▶ **YOUR TASK**
The full set of entries below should be transcribed exactly.

▶ **DATA EXTRACT**
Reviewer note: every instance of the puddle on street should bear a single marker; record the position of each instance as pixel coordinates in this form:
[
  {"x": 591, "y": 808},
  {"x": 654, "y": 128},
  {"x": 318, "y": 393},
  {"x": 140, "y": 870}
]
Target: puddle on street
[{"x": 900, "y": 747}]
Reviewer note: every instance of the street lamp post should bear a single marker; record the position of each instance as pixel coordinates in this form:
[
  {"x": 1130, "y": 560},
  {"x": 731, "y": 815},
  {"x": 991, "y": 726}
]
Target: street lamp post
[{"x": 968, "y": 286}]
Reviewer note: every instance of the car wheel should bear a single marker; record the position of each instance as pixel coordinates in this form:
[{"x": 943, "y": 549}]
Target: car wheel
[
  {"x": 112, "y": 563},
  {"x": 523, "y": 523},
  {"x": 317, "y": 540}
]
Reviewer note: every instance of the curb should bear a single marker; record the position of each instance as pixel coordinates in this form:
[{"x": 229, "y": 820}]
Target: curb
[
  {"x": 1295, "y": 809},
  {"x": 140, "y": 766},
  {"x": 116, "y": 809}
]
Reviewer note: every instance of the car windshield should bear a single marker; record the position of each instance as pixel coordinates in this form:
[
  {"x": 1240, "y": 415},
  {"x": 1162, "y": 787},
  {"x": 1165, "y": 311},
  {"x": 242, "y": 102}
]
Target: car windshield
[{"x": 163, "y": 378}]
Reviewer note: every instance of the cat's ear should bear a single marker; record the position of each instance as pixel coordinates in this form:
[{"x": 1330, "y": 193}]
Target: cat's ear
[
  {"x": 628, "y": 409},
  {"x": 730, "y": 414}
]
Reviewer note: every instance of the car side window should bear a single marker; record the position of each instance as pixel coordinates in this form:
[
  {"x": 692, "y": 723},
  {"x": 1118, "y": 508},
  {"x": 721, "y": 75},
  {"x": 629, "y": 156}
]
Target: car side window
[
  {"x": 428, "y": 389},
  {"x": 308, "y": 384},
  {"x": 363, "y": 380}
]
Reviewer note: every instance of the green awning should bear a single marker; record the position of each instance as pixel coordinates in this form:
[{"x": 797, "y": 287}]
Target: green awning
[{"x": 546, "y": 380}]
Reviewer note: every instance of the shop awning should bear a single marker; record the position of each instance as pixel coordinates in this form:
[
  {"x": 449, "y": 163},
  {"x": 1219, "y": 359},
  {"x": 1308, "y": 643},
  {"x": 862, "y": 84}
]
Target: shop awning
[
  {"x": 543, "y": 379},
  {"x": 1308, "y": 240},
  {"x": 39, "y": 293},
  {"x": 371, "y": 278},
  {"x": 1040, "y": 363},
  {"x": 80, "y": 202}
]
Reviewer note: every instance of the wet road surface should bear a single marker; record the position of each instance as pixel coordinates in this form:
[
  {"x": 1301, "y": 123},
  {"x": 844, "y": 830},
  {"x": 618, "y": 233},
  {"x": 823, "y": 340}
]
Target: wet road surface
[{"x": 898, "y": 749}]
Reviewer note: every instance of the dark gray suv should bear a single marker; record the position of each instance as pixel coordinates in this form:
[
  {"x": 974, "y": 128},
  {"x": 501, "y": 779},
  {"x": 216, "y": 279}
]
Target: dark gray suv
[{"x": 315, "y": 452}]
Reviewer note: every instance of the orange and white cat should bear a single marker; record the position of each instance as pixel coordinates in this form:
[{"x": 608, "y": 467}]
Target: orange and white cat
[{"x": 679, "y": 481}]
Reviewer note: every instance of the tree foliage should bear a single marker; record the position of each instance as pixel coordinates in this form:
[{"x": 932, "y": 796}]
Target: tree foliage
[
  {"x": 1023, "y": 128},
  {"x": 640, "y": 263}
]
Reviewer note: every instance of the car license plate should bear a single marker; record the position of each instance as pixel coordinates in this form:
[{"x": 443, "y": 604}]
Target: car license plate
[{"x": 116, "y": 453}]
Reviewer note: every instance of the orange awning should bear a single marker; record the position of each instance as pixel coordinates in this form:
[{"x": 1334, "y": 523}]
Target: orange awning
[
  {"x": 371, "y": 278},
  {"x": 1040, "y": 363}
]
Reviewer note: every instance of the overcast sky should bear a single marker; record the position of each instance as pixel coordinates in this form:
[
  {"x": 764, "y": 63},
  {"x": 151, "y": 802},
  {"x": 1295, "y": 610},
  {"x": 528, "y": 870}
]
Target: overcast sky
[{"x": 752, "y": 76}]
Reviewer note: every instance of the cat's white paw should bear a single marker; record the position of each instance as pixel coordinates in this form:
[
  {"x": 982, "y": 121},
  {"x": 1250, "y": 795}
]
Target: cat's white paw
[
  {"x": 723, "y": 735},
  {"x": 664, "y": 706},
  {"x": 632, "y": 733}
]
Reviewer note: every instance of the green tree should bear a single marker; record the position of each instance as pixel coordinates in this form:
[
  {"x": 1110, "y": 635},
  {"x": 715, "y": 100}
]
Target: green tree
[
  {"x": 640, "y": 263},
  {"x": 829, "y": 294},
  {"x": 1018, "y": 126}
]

▶ **ANSWER BELOW**
Reviewer note: every instance of the puddle on street should bear a single marker; record the position of each instance as pixel coordinates in this form:
[
  {"x": 591, "y": 808},
  {"x": 654, "y": 128},
  {"x": 318, "y": 393},
  {"x": 140, "y": 870}
]
Target: puddle on street
[{"x": 900, "y": 747}]
Reviewer note: every instance of the street lamp post should bear a single marker; record the position of each instance as pixel coordinates in this form:
[
  {"x": 1130, "y": 560},
  {"x": 731, "y": 815},
  {"x": 991, "y": 726}
]
Target: street lamp post
[{"x": 968, "y": 286}]
Reviewer note: every instance of the car wheel should bear a single marker; record the position of each instance as pixel coordinates in this form:
[{"x": 943, "y": 549}]
Target: car wheel
[
  {"x": 112, "y": 563},
  {"x": 523, "y": 523},
  {"x": 317, "y": 540}
]
Reviewer note: every instance of the curb should bear a single marker; record the position of each instance as pixel coordinates in this form:
[{"x": 229, "y": 820}]
Target: curb
[
  {"x": 1295, "y": 809},
  {"x": 140, "y": 766},
  {"x": 116, "y": 809}
]
Reviewer note: every instance of the car windshield should bear a single marker; record the position of each instance as pixel coordinates in this form:
[
  {"x": 1240, "y": 415},
  {"x": 1162, "y": 787},
  {"x": 1165, "y": 311},
  {"x": 242, "y": 102}
]
Target: car windshield
[{"x": 163, "y": 378}]
Reviewer note: every instance of the cat's ear should bear a single marker; record the position of each instance as pixel coordinates in this form:
[{"x": 1330, "y": 193}]
Target: cat's ear
[
  {"x": 628, "y": 409},
  {"x": 730, "y": 414}
]
Reviewer note: every instance of the car side window should bear a single marker; record the position of each instance as pixel coordinates in this form:
[
  {"x": 692, "y": 723},
  {"x": 1118, "y": 508},
  {"x": 721, "y": 75},
  {"x": 629, "y": 156}
]
Target: car side window
[
  {"x": 428, "y": 389},
  {"x": 308, "y": 384},
  {"x": 363, "y": 380}
]
Reviewer note: every instance of the green awning should bear a single marker; record the position of each instance as pixel coordinates in this form:
[{"x": 797, "y": 287}]
Target: green awning
[{"x": 546, "y": 380}]
Reviewer note: every instance of the shop awning should bear a single marker; record the position of each instance as pixel coordinates in this form:
[
  {"x": 449, "y": 163},
  {"x": 1219, "y": 359},
  {"x": 1308, "y": 643},
  {"x": 862, "y": 84}
]
Target: shop awning
[
  {"x": 543, "y": 379},
  {"x": 1308, "y": 240},
  {"x": 39, "y": 293},
  {"x": 371, "y": 278},
  {"x": 1040, "y": 363},
  {"x": 80, "y": 202}
]
Reviewer note: every instance of the wet road surface should bear a single marker; record the position of each instance as pixel coordinates in this form:
[
  {"x": 1301, "y": 123},
  {"x": 844, "y": 830},
  {"x": 618, "y": 233},
  {"x": 823, "y": 340}
]
Target: wet road surface
[{"x": 898, "y": 749}]
Reviewer note: every instance of the dark gray suv should bear a single marker; record the position of each instance as pixel coordinates in this form:
[
  {"x": 974, "y": 128},
  {"x": 501, "y": 779},
  {"x": 216, "y": 279}
]
Target: dark gray suv
[{"x": 315, "y": 452}]
Reviewer note: every instance of the orange and white cat should bear a single marker; record the position of each instance as pixel coordinates in this form:
[{"x": 608, "y": 467}]
Target: orange and white cat
[{"x": 679, "y": 481}]
Reviewer note: every instance of the tree foliage should bear a single marker; record the position of each instance as pixel coordinates in this form:
[{"x": 932, "y": 796}]
Target: tree foliage
[
  {"x": 1023, "y": 128},
  {"x": 640, "y": 263}
]
Reviewer note: every instance of the car license plate should bear a single marker; record the position of each instance as pixel coordinates in this form:
[{"x": 443, "y": 604}]
Target: car license plate
[{"x": 116, "y": 453}]
Reviewer note: every instance of the orange awning should bear a single marker; record the position of each instance as pixel coordinates in this form:
[{"x": 1334, "y": 523}]
Target: orange awning
[
  {"x": 371, "y": 278},
  {"x": 1040, "y": 363}
]
Reviewer note: every instance of the overcast sky should bear a single marker; record the position of each instance as pixel coordinates in this form:
[
  {"x": 764, "y": 63},
  {"x": 151, "y": 802},
  {"x": 1295, "y": 610},
  {"x": 528, "y": 870}
]
Target: overcast sky
[{"x": 752, "y": 76}]
Reviewer note: every instance of the cat's white paw should bear a single marker; record the position of each instance as pixel coordinates in this form:
[
  {"x": 982, "y": 121},
  {"x": 1250, "y": 795}
]
Target: cat's white paw
[
  {"x": 723, "y": 735},
  {"x": 664, "y": 706},
  {"x": 632, "y": 733}
]
Reviewer note: every instance of the green tree should bear a single marker; record the position of each instance as pixel coordinates in this form:
[
  {"x": 1110, "y": 635},
  {"x": 715, "y": 100}
]
Target: green tree
[
  {"x": 640, "y": 263},
  {"x": 829, "y": 294},
  {"x": 1018, "y": 126}
]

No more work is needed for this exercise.